- **Stated exercise**
Identify every line in the records below that contains the string "road", and copy each of those lines in full. Case counts.

- **Exercise material**

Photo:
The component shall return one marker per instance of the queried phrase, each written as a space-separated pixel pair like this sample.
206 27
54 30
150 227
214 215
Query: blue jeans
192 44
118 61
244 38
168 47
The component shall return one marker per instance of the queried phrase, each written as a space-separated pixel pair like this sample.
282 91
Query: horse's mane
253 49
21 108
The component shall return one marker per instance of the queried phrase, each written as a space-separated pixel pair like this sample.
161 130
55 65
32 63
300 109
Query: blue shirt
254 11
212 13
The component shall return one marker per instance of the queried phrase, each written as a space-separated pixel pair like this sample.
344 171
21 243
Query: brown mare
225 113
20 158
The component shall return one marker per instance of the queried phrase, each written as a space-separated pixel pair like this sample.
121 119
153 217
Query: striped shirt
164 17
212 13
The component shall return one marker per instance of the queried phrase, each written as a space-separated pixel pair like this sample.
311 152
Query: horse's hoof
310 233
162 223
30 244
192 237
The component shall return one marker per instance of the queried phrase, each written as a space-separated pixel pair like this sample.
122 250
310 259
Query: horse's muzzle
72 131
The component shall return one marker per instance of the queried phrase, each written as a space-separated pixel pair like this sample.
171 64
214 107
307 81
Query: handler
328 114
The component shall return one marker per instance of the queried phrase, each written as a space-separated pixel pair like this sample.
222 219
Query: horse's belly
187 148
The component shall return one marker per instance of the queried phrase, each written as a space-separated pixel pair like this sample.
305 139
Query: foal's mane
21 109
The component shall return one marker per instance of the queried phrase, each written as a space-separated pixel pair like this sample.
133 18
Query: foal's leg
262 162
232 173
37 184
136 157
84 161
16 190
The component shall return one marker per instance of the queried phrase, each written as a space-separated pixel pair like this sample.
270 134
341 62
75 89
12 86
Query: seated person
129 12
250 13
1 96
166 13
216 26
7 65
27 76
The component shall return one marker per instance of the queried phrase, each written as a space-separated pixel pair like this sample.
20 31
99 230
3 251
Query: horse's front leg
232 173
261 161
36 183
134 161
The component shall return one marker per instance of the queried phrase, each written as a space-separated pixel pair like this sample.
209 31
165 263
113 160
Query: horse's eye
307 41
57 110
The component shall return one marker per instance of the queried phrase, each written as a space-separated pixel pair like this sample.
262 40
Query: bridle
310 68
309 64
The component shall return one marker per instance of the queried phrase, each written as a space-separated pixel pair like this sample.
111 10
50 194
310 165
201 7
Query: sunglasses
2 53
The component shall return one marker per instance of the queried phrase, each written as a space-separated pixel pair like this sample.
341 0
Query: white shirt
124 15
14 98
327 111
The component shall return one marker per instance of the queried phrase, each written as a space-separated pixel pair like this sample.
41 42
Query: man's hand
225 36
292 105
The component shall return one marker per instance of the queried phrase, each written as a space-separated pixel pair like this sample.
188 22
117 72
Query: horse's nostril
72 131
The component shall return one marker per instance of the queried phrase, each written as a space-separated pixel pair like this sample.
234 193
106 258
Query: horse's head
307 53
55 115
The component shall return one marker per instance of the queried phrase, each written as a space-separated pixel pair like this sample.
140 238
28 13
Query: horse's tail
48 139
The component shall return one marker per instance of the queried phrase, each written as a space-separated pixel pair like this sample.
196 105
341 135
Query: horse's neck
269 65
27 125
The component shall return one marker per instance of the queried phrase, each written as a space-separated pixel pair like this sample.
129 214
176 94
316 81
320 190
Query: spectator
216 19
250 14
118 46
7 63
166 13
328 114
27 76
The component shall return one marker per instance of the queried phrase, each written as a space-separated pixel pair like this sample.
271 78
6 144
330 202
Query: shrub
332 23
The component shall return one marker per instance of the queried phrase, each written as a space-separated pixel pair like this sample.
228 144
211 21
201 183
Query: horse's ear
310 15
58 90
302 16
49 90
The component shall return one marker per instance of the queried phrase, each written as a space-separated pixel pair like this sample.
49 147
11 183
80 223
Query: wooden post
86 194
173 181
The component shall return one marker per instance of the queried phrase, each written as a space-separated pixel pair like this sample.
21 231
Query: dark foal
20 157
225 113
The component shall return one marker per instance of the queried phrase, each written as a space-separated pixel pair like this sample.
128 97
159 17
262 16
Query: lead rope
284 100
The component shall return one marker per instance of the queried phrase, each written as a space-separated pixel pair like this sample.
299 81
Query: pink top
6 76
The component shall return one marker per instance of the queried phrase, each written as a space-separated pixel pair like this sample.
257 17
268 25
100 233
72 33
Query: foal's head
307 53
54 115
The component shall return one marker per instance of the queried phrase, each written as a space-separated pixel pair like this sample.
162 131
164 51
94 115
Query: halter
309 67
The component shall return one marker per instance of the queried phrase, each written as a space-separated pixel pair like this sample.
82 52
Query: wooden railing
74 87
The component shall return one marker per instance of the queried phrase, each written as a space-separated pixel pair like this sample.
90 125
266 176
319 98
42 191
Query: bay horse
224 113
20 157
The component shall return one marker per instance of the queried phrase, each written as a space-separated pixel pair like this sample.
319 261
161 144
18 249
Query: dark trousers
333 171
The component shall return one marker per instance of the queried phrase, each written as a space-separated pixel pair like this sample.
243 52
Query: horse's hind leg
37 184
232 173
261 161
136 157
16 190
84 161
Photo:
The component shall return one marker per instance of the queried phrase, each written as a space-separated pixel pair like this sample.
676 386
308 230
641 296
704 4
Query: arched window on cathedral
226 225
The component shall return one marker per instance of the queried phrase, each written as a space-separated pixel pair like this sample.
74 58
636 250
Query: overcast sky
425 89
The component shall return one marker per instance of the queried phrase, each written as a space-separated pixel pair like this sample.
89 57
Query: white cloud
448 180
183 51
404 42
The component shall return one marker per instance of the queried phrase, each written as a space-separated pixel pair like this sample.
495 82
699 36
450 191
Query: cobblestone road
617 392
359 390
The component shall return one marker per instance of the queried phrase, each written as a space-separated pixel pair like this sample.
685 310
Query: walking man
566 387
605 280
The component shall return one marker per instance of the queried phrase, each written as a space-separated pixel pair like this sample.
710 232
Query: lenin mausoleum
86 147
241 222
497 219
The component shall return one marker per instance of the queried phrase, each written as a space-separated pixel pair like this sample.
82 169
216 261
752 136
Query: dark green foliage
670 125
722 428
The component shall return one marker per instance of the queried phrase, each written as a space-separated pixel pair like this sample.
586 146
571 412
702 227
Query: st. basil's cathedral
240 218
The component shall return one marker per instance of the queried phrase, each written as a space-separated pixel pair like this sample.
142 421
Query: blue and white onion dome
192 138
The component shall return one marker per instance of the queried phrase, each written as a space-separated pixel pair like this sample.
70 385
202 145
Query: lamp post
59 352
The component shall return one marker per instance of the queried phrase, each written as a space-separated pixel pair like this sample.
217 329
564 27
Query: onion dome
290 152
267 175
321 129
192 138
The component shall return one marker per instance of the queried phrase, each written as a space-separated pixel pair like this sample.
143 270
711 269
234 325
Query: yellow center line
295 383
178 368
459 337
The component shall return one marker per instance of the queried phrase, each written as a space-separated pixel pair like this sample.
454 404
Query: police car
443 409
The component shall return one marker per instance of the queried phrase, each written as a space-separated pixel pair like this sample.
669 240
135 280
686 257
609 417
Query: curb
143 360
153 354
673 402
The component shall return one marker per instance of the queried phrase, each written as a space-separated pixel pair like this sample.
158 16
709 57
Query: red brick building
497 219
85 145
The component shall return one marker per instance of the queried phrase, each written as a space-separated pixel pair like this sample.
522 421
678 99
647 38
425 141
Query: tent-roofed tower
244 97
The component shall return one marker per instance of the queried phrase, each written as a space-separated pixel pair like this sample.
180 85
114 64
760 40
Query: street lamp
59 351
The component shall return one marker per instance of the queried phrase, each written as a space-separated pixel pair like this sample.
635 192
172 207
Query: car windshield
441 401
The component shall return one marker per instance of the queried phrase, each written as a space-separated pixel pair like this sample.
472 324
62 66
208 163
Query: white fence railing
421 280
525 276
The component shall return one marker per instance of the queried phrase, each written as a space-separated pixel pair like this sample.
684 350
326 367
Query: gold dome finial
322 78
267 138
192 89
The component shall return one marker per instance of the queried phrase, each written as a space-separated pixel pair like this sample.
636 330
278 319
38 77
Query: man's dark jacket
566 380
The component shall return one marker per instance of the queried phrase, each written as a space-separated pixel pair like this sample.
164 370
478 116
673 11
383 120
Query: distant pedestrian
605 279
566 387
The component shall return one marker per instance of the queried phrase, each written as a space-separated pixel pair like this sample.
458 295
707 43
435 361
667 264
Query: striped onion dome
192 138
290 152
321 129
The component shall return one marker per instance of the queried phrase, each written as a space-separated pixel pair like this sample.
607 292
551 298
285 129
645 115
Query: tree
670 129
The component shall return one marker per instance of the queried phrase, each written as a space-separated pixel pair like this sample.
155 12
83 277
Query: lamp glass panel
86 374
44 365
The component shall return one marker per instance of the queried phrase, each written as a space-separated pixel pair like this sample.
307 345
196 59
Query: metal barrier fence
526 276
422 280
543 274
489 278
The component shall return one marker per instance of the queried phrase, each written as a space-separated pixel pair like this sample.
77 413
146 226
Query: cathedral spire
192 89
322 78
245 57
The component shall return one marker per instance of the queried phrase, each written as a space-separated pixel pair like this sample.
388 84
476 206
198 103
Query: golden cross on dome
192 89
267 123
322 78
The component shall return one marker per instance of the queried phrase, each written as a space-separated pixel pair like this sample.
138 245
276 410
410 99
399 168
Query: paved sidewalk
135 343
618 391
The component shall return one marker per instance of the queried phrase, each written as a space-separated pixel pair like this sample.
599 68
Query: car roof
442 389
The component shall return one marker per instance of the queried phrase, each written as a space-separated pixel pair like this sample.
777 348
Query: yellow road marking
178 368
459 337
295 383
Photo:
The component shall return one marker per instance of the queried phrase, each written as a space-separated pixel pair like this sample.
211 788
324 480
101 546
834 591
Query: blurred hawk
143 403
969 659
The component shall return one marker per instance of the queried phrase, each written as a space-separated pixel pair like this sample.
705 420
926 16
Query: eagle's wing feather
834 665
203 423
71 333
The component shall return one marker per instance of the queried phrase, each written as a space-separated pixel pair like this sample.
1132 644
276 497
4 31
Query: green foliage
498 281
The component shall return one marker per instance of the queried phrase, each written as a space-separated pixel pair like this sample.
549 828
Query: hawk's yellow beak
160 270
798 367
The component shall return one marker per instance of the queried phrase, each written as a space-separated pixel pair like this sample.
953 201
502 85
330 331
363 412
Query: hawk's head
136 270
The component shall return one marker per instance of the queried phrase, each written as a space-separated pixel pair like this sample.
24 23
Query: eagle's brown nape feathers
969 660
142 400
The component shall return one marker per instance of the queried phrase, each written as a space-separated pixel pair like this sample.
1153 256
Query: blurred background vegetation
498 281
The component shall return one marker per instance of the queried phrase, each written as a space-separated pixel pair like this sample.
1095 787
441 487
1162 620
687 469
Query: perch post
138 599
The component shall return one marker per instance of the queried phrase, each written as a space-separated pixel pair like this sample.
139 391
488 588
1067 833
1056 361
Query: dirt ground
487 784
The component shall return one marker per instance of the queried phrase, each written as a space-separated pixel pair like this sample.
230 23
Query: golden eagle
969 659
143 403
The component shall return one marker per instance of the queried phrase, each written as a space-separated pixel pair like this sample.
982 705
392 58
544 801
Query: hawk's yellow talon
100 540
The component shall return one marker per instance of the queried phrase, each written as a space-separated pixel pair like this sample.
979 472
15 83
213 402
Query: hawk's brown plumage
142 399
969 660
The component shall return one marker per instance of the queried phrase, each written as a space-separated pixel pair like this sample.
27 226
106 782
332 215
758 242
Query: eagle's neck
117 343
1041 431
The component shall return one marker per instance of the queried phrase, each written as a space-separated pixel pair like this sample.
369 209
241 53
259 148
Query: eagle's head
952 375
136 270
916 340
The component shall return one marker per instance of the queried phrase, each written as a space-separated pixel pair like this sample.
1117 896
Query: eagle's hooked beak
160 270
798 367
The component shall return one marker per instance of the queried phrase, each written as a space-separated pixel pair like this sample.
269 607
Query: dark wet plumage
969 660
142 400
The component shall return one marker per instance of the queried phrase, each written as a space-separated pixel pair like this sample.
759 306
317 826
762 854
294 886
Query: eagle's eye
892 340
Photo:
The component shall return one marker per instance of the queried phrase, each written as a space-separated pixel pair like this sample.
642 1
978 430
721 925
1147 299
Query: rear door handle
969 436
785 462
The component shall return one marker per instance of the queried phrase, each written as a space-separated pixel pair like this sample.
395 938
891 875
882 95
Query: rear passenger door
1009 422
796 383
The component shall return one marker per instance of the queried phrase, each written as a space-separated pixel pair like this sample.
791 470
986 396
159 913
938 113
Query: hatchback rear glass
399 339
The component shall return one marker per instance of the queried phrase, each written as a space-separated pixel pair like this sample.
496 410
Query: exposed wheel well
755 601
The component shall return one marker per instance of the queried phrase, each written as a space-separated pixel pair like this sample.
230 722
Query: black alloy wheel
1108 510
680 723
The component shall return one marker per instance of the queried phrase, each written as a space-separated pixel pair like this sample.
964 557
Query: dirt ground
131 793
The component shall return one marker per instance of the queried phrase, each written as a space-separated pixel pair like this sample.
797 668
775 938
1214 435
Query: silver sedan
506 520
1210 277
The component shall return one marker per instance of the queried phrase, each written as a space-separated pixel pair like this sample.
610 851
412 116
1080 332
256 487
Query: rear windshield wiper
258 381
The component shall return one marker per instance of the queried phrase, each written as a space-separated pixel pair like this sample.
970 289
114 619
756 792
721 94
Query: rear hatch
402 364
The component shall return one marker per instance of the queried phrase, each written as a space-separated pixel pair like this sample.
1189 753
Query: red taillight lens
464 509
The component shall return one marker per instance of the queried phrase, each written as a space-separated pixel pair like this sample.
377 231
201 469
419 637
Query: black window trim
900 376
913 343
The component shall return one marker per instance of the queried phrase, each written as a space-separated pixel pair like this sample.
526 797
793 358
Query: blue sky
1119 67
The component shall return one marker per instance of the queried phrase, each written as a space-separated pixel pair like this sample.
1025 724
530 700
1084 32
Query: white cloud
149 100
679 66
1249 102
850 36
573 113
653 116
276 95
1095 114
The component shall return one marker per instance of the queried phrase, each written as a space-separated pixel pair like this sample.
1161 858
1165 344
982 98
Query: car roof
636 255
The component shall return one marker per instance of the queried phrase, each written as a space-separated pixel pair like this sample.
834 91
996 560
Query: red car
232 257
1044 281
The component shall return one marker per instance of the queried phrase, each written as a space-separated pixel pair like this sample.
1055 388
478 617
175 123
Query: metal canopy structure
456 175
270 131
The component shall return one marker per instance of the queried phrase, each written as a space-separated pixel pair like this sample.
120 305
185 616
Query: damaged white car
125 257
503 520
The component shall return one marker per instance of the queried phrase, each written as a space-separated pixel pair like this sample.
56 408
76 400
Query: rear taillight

- **Exercise response**
Query: cobblestone road
Query: yellow road marking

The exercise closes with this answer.